INFORMATION GIVEN
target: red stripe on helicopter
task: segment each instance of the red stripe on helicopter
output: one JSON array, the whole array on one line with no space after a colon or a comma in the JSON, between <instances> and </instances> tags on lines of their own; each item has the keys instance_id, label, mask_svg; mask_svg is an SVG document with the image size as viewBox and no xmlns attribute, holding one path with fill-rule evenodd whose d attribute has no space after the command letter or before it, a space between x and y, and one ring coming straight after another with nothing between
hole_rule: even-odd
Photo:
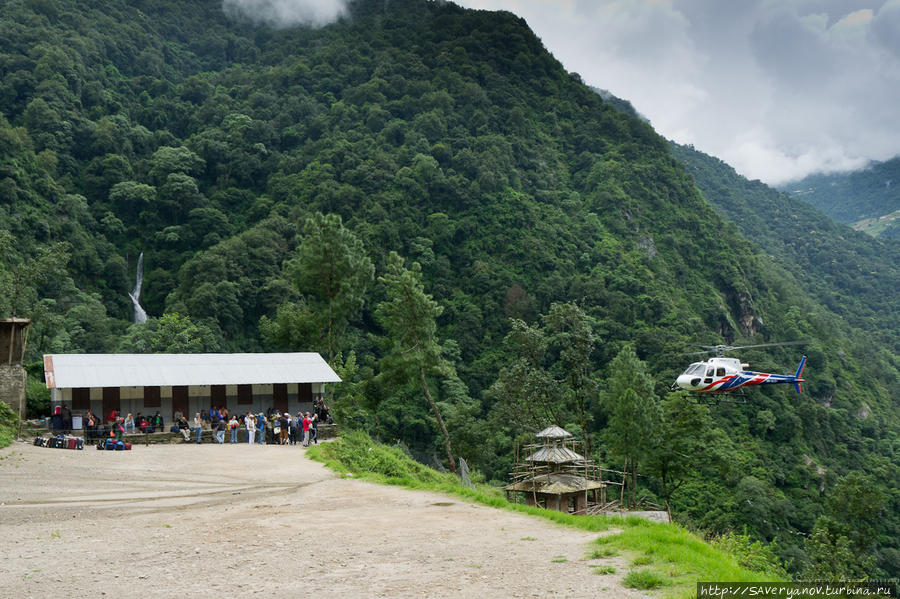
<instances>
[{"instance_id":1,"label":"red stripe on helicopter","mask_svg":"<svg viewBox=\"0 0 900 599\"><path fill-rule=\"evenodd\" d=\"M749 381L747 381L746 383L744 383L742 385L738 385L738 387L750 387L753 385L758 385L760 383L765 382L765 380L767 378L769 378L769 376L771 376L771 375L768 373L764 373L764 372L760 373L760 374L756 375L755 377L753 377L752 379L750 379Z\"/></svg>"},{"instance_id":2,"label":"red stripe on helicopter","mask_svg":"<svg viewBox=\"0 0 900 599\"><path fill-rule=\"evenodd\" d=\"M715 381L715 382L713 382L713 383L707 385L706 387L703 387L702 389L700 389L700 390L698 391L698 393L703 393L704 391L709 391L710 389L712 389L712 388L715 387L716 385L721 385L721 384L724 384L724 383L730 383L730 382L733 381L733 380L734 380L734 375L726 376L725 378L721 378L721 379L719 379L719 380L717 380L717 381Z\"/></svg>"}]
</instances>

...

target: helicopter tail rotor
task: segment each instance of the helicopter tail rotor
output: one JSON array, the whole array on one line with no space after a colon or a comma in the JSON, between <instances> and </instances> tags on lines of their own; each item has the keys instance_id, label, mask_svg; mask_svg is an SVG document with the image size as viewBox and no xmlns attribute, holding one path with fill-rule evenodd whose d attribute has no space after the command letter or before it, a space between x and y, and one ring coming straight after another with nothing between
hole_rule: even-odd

WHAT THE EXERCISE ASKS
What you return must be an exact retyping of the lines above starting at the line with "target: red stripe on helicopter" and ending at the line with "task: segment each instance of the red", and nothing besides.

YOUR RESPONSE
target: red stripe on helicopter
task: segment each instance of the red stripe on helicopter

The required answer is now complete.